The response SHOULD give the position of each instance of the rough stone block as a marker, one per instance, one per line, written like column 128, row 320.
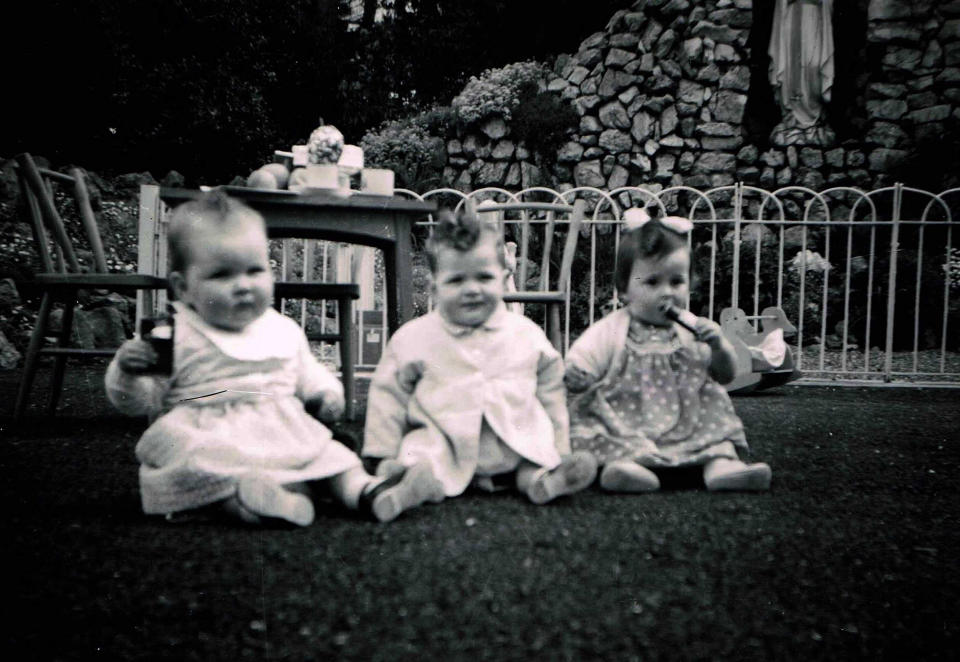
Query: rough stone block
column 903, row 59
column 896, row 32
column 834, row 157
column 628, row 95
column 710, row 162
column 590, row 124
column 728, row 106
column 614, row 81
column 578, row 75
column 773, row 158
column 671, row 68
column 748, row 154
column 665, row 44
column 886, row 90
column 692, row 48
column 626, row 40
column 668, row 121
column 736, row 78
column 587, row 173
column 883, row 159
column 512, row 178
column 811, row 158
column 721, row 34
column 642, row 127
column 585, row 104
column 494, row 128
column 952, row 54
column 614, row 115
column 590, row 57
column 617, row 57
column 724, row 53
column 708, row 74
column 888, row 9
column 503, row 150
column 615, row 141
column 714, row 143
column 652, row 32
column 785, row 176
column 856, row 158
column 619, row 176
column 921, row 100
column 690, row 92
column 716, row 129
column 887, row 109
column 932, row 114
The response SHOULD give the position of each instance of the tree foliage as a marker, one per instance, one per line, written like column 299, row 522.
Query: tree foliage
column 211, row 88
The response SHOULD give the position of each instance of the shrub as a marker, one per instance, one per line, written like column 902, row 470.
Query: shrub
column 407, row 147
column 543, row 122
column 498, row 92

------------

Write out all of the data above word for word, but leave out the pictures.

Full answer:
The response SHOULD give the position of each instance of the rough stone block as a marker, one per instance, one per line, written like column 128, row 320.
Query: rough stone block
column 903, row 59
column 896, row 32
column 834, row 157
column 628, row 95
column 710, row 162
column 590, row 124
column 728, row 106
column 614, row 81
column 578, row 75
column 773, row 158
column 671, row 68
column 748, row 154
column 665, row 44
column 886, row 90
column 692, row 48
column 626, row 40
column 668, row 121
column 736, row 78
column 587, row 173
column 883, row 159
column 512, row 178
column 811, row 158
column 721, row 34
column 642, row 127
column 585, row 104
column 494, row 128
column 952, row 54
column 614, row 115
column 590, row 57
column 617, row 57
column 724, row 53
column 708, row 74
column 888, row 9
column 503, row 150
column 615, row 141
column 714, row 143
column 652, row 32
column 785, row 176
column 856, row 158
column 619, row 176
column 921, row 100
column 690, row 92
column 716, row 129
column 887, row 109
column 932, row 114
The response SHOULD give the position of each instance of the tree foliage as a marker, one per instance, one per line, written like column 299, row 522.
Query: tree foliage
column 211, row 88
The response SHOULD give the position of each instance of the shrub as a marker, one per instance, one per line, written like column 902, row 470.
Query: shrub
column 407, row 147
column 543, row 122
column 498, row 92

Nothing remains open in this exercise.